Point-per-instance localization data
BEGIN

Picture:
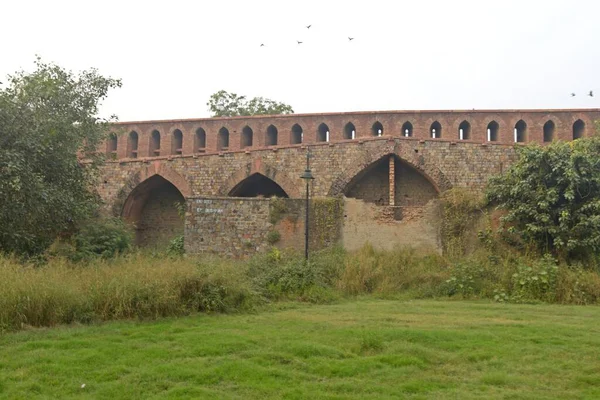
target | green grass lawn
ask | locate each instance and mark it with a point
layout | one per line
(359, 349)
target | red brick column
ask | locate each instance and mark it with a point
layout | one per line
(392, 174)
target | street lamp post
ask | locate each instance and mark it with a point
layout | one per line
(307, 176)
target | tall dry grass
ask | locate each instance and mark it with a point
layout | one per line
(146, 286)
(133, 286)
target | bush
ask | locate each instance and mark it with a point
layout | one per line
(273, 237)
(176, 247)
(551, 196)
(134, 286)
(104, 238)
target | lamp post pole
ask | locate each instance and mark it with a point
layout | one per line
(307, 176)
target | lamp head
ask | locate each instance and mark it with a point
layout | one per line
(307, 175)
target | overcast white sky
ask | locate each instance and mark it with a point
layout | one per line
(426, 54)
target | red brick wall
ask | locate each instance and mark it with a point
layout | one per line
(391, 121)
(159, 221)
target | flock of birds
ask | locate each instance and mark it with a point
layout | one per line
(300, 42)
(591, 94)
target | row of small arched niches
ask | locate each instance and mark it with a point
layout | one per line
(297, 136)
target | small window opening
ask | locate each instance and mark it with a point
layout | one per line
(549, 129)
(223, 139)
(177, 143)
(436, 130)
(464, 131)
(578, 129)
(111, 149)
(155, 143)
(377, 129)
(247, 137)
(323, 133)
(520, 132)
(297, 134)
(132, 144)
(271, 136)
(492, 131)
(407, 129)
(200, 141)
(349, 131)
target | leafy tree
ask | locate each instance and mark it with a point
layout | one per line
(552, 197)
(225, 104)
(47, 122)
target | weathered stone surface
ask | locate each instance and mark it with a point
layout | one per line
(206, 174)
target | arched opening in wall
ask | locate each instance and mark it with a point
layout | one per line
(549, 129)
(464, 131)
(578, 129)
(132, 142)
(111, 146)
(323, 133)
(271, 136)
(520, 131)
(223, 139)
(377, 129)
(411, 187)
(257, 185)
(436, 130)
(177, 142)
(200, 141)
(349, 131)
(154, 209)
(407, 129)
(247, 137)
(297, 135)
(492, 131)
(154, 143)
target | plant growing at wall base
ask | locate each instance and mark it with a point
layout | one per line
(551, 196)
(225, 104)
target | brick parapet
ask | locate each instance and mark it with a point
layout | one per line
(392, 122)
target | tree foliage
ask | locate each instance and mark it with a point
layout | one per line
(225, 104)
(552, 197)
(47, 122)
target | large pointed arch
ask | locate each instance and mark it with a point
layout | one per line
(122, 205)
(261, 168)
(152, 201)
(405, 154)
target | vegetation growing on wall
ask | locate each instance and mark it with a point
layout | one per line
(225, 104)
(461, 210)
(551, 196)
(326, 218)
(48, 119)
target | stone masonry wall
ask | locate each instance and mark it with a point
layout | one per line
(333, 165)
(394, 124)
(238, 227)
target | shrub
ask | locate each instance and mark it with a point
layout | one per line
(273, 237)
(134, 286)
(176, 247)
(460, 210)
(535, 280)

END

• **Task requirements**: All lines in the preceding records that hold the word "opening" need to be copied.

• **Result**:
target | small window opening
target | arched opening in wall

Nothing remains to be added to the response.